* _Given records_:

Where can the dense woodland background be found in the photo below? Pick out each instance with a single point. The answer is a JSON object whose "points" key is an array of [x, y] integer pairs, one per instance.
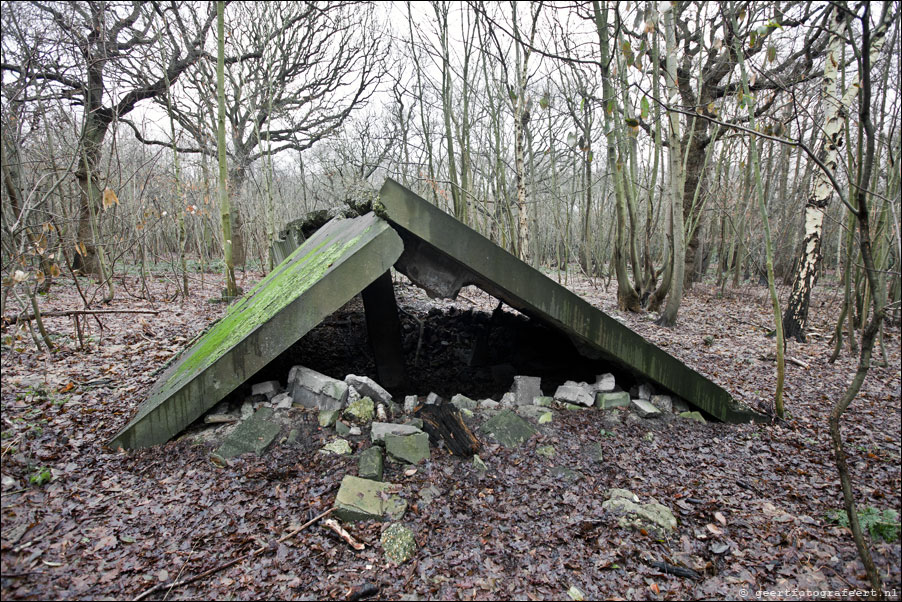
{"points": [[650, 146]]}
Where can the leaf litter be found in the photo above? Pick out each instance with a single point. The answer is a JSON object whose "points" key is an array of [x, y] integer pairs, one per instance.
{"points": [[751, 500]]}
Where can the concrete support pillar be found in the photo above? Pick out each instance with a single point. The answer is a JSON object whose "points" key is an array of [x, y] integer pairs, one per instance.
{"points": [[384, 330]]}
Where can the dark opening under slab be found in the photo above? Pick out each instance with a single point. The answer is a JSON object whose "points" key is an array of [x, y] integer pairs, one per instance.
{"points": [[346, 257]]}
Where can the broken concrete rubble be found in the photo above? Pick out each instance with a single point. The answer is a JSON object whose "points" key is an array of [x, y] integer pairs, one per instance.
{"points": [[253, 435], [380, 429], [338, 447], [651, 516], [314, 390], [363, 499], [399, 543], [575, 393], [361, 411], [313, 282], [412, 449], [662, 402], [508, 429], [370, 464], [526, 389], [605, 383], [368, 387], [644, 408], [606, 401], [270, 388], [348, 256]]}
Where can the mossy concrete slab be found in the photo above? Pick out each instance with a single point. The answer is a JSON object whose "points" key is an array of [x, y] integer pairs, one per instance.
{"points": [[363, 499], [508, 429], [253, 435], [441, 255], [412, 449], [320, 276], [371, 463]]}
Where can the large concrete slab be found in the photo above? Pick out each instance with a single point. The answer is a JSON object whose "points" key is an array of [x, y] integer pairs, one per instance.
{"points": [[441, 255], [333, 265]]}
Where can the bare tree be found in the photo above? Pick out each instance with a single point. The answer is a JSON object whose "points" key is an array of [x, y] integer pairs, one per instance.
{"points": [[294, 73], [93, 55]]}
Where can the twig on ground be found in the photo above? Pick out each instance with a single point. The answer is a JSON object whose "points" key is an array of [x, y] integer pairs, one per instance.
{"points": [[676, 571], [333, 524]]}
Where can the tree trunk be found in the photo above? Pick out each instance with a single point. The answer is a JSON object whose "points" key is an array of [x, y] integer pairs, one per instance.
{"points": [[796, 316], [675, 171], [627, 297], [224, 205]]}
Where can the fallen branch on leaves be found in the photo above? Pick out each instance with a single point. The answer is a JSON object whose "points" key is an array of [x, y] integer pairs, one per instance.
{"points": [[360, 592], [233, 562], [676, 571], [75, 312], [333, 524]]}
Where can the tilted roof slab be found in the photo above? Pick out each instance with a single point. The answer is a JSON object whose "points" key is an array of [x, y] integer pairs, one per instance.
{"points": [[345, 256], [320, 276], [442, 255]]}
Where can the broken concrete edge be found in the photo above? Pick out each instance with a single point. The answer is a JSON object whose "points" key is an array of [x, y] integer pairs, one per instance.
{"points": [[312, 283], [456, 256]]}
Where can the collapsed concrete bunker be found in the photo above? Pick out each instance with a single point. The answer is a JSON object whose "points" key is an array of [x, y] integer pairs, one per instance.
{"points": [[351, 256]]}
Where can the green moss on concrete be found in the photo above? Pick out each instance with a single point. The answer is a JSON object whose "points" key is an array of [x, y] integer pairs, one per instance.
{"points": [[264, 301], [343, 257]]}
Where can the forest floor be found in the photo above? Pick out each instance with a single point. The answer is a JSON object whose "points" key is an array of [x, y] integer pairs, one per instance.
{"points": [[752, 500]]}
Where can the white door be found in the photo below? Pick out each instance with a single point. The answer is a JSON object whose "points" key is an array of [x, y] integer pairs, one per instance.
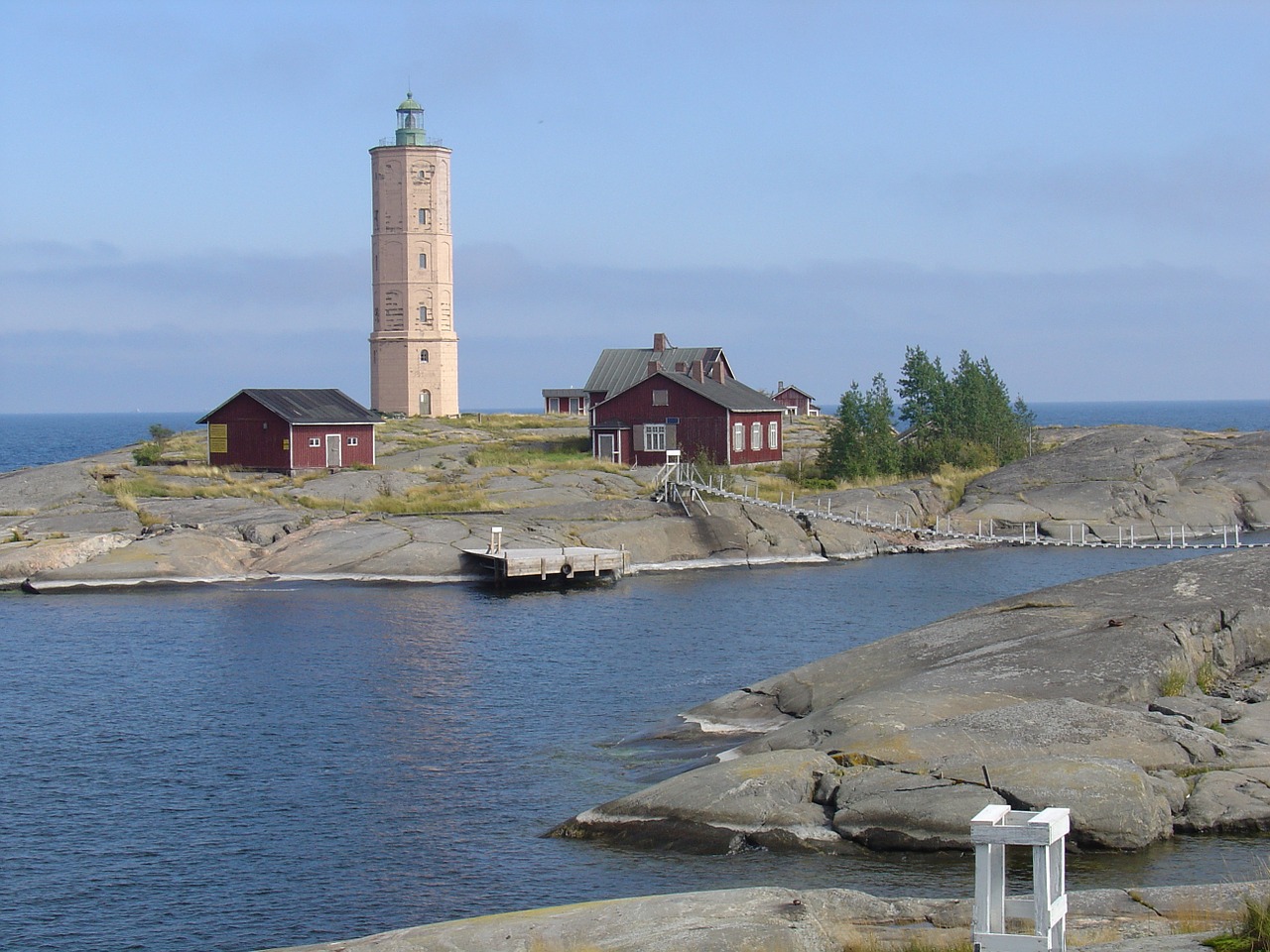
{"points": [[606, 447]]}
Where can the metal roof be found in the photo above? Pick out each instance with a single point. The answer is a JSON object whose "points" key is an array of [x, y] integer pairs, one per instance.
{"points": [[307, 407], [797, 390], [731, 395], [621, 368]]}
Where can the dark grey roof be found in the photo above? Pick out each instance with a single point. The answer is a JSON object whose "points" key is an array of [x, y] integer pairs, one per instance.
{"points": [[620, 368], [797, 390], [731, 395], [307, 407]]}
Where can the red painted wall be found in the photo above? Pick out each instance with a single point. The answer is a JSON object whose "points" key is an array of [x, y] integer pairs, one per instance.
{"points": [[257, 436], [258, 439], [308, 457], [703, 428]]}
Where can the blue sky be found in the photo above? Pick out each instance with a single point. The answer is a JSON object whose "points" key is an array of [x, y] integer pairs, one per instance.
{"points": [[1078, 190]]}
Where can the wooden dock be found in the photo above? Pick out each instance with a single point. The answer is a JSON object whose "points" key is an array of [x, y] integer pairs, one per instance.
{"points": [[566, 562]]}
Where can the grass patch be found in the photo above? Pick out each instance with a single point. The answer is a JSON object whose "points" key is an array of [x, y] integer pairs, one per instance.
{"points": [[1174, 683], [418, 500], [952, 481], [1206, 676], [1252, 933]]}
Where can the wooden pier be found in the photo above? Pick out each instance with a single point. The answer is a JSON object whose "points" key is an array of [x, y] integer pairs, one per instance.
{"points": [[564, 562]]}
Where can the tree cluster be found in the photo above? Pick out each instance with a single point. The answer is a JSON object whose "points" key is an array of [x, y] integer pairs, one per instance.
{"points": [[964, 419]]}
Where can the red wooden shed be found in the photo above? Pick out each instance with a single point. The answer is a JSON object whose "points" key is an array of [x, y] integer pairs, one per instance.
{"points": [[287, 430]]}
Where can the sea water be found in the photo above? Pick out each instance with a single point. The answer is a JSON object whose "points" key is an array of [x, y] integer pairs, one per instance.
{"points": [[248, 766]]}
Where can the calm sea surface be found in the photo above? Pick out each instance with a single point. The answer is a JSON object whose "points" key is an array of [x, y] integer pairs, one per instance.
{"points": [[252, 766]]}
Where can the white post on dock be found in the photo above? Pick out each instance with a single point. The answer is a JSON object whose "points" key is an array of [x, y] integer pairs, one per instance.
{"points": [[992, 830]]}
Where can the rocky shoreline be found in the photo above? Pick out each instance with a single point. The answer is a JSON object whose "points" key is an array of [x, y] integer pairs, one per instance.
{"points": [[1169, 919], [102, 521], [1138, 699]]}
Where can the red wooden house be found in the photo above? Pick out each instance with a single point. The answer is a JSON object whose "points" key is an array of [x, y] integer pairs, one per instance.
{"points": [[693, 407], [287, 430], [795, 402]]}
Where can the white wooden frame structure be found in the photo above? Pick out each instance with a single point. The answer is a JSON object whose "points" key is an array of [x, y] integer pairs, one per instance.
{"points": [[992, 830]]}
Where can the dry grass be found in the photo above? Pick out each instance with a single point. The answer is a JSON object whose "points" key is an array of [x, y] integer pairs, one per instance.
{"points": [[952, 481]]}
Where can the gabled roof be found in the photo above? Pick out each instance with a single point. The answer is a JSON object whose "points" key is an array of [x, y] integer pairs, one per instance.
{"points": [[731, 395], [790, 386], [305, 407], [621, 368]]}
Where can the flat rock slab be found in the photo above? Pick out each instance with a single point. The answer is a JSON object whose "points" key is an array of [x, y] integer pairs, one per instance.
{"points": [[1047, 696], [762, 800], [1115, 477], [173, 556], [769, 919]]}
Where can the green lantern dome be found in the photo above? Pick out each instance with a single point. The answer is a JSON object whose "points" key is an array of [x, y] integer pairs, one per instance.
{"points": [[411, 122]]}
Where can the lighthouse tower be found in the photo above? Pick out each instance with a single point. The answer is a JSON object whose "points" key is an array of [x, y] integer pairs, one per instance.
{"points": [[414, 348]]}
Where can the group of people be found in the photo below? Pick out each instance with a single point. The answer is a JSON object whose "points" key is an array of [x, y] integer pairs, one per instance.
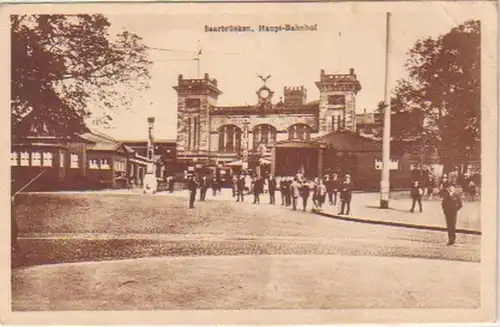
{"points": [[203, 183], [329, 188], [431, 185], [451, 199]]}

* _About this task_: Transcribe every entry above exactly as it stands, but skip the images.

* _Solution to this problem_:
Where can the dense woodland background be found in the photo below? Pick out each instance with a single point. The answer is a JSON object whose "points" key is an array of [x, y] integer pairs, one per instance.
{"points": [[650, 146]]}
Where can the leaf litter be found in the photo above? Pick out each instance with a single point. The answer is a JSON object whose "points" key is an array of [x, y] integer pairs, one per instance.
{"points": [[751, 500]]}
Where can the concrete support pillar be found in the photo above? Pick out each instance with a single point. The answer is a JSON object whose "points" key is an array of [x, y] integer pairs, one per instance.
{"points": [[384, 330]]}
Where can the dark opening under slab be found in the photo above? Pick out each instance with a single point. The answer is a JSON object whose "points" key is an array of [x, y] integer pairs, one per instance.
{"points": [[346, 257]]}
Where can the broken concrete rubble be found in the photo above? Pick out each instance with a single point. The answer is a JSON object whose "points" key is an array of [x, y] integer pairs, one per instance.
{"points": [[253, 435], [380, 429], [338, 447], [651, 516], [314, 390], [363, 499], [399, 543], [575, 393], [361, 411], [313, 282], [412, 449], [662, 402], [508, 429], [370, 464], [526, 389], [605, 383], [368, 387], [644, 408], [606, 401], [270, 388], [348, 256]]}
Where can the mossy concrete slab be found in the photo above? Pick out each instance with a single point. The answer is a JSON object whose "points" key is an array of [x, y] integer pairs, one per instance.
{"points": [[363, 499], [508, 429], [253, 435], [441, 255], [412, 449], [320, 276], [371, 463]]}
Where can the large concrete slab be found in the photo above? Pick out each instance with a single point. The answer is a JSON object whose "points" key is an array of [x, y] integer pairs, one per instance.
{"points": [[441, 255], [333, 265]]}
Where can the bare tree be found in the photo above? Pick out each instance with a single point. The answer is a JSON object whose "points" key is an array of [x, y] integer pairs, one per instance.
{"points": [[294, 73], [93, 55]]}
Where can the twig on ground be found in the photo above? Pick out each instance with a single point. The answer is a JSON object whose "points" key is an array of [x, y] integer pairs, one per instance.
{"points": [[676, 571], [333, 524]]}
Where can the tree trunk be found in the photo above? Pick out each instance with a single point. The answer is a JSON object whose "points" key is an array of [x, y] integer pairs, one per instance.
{"points": [[796, 316], [675, 171], [627, 297], [224, 205]]}
Where can the fallen branch on leaves be found in the photo above? Pick out each instance with a single point. The answer is a JSON object whose "points" key is an array of [x, y] integer pairs, one per instance.
{"points": [[360, 592], [233, 562], [676, 571], [75, 312], [333, 524]]}
Where can the tilted roof slab be found in the photo above? Pick out each instance with a single point. The answer is a JSON object whose "points" key is an array of [x, y] integer pairs, one per instance.
{"points": [[345, 256], [320, 276], [442, 255]]}
Where can the broken concrete edge be found in the photo above? Pick out each instance with a single point. The answer is a JSON object whose "points" key is an array of [x, y] integer pairs, one per instance.
{"points": [[312, 283], [456, 256]]}
Where can the collapsed concrete bunker be found in the photo above? Pick out each instance with a single point. The answer is a JSON object whose "points" key is an array of [x, y] integer pairs, one per instance.
{"points": [[351, 256]]}
Where can the green moss on concrete be found in the photo above? Pick out each instance with a single point. The answer is a JSON object whose "points" key is an array of [x, y] integer pairs, one per instance.
{"points": [[264, 301], [343, 257]]}
Where can the forest floor be found in the photo above? Pick out each instance with a single point. The answer is a JSON object whose "points" key is an array of [x, y] integer pairs, one per instance.
{"points": [[752, 500]]}
Where can the white door be found in the photo below? Pick out each instance with a single point. The answer is a JSON object whose "points" key is an array of [x, y] integer pairs, one per instance.
{"points": [[606, 447]]}
Where can the metal roof be found in the photo above? Pick out each instance with a single point. The answer is a JSON object whose "points" key is an array of [x, y] integer pairs, one per instance.
{"points": [[307, 407], [797, 390], [731, 395], [621, 368]]}
Where can the dark grey roof be found in the photo above? Pick out each instance with a single point. The answer is a JSON object whose "points" key is an array of [x, y] integer pairs, one per instance.
{"points": [[620, 368], [797, 390], [731, 395], [307, 407]]}
Where can the red painted wall be found in the photo above? Pick out each instance with a single point. The answer is a JSON object whose "points" key is an array of [x, y] integer pairs, one per instance.
{"points": [[257, 436], [258, 439], [308, 457], [703, 428]]}
Where can the blue sky be found in the photo above? Pick out each instance with a single point. The answer is a JSON object whose "points" key is an array of [x, y] integer pairs, one per instance.
{"points": [[1078, 190]]}
Where can the wooden dock be found in the photo above? Pick out each instance with a single point. The answer is a JSON object whose "points" key is an array of [x, y] integer pairs, one per instance.
{"points": [[566, 562]]}
Where can the grass patch be found in the photo above? Pick out each instance with a single point. The answer is a JSON object whose "points" key is an array of [x, y] integer pairs, one per instance.
{"points": [[1174, 683], [418, 500], [952, 481], [1206, 676], [1252, 933]]}
Where can the wooden pier be found in the photo above? Pick out each instance with a single point. The answer is a JSON object whose "points" key is an array of [x, y] integer pairs, one per instance.
{"points": [[564, 562]]}
Where can the tree cluster be found in the photo above? Pick out each instance with a single point. The answer is a JSON object whose "points" key is an array of [x, y] integer pairs, one per instance.
{"points": [[964, 419]]}
Where can the red wooden shed be found in the photo above? Pick out each instance with a single point. The answer is a JSON object whose "points" key is an array of [x, y] integer pairs, one per instance.
{"points": [[287, 430]]}
Where can the sea water be found in the photo above? Pick out each instance with a single point. The answer is a JSON object whose "points" key is an array of [x, y] integer pairs, one per instance.
{"points": [[248, 766]]}
Where can the calm sea surface be found in the photo above? Pick out each instance with a single point. The answer is a JSON object whose "points" key is an array of [x, y] integer pairs, one per instance.
{"points": [[252, 766]]}
Where can the white post on dock be found in the photo above? Pick out each instance with a single point. The answer is a JSON object whose "points" key is an array of [x, y] integer pairs, one per instance.
{"points": [[992, 830]]}
Where can the rocky shoreline be found in the photo above? Pick out each instance with a single point. The answer is a JSON object whose "points" key is an array of [x, y] integer pairs, one per instance.
{"points": [[1169, 919], [102, 521], [1138, 699]]}
Where can the red wooden house be found in the photo above? Pick out each instance with a single point. The answer is a JSON object whose "points" key is an array of [x, y] integer pairs, one per instance.
{"points": [[693, 407], [287, 430], [795, 402]]}
Where can the white wooden frame structure be found in the photo above? Pick out each instance with a single point. The answer is a JSON object whose "points" key is an array of [x, y] integer pairs, one per instance.
{"points": [[992, 830]]}
Where can the dry grass be found in the photo above? Pick out each instance with a single point. The answer is a JSON object whose "points" key is an array of [x, y] integer pairs, one per instance.
{"points": [[952, 481]]}
Where can the gabled roof be found in the photo above? Pick out each instance with a single point. The answer is a JSON object whose "points" key is an array of [x, y] integer pairs, one per instance.
{"points": [[731, 395], [790, 386], [305, 407], [621, 368]]}
Where can the flat rock slab be found in the photo above? Pick out each instance with a single point. The answer is a JSON object whose "points" key is an array of [x, y] integer pairs, one per instance.
{"points": [[1047, 696], [762, 800], [1115, 477], [173, 556], [769, 919]]}
Where can the green lantern dome be found in the photo above? Pick out each instance with a single point. The answer is a JSON object whose "points" key is an array of [x, y] integer pairs, one per instance.
{"points": [[411, 122]]}
Where can the lighthouse tower be found in the photo above? Pick out each instance with a single point. The answer is a JSON object whose "points" key is an array of [x, y] integer pairs, one per instance.
{"points": [[414, 348]]}
Where can the group of people be found in the photo below? Pick out each instance with a single point. The answer is a JSON object whose "points" key is an array of [x, y] integer pairs, one per instance.
{"points": [[203, 183], [329, 188], [431, 185], [451, 199]]}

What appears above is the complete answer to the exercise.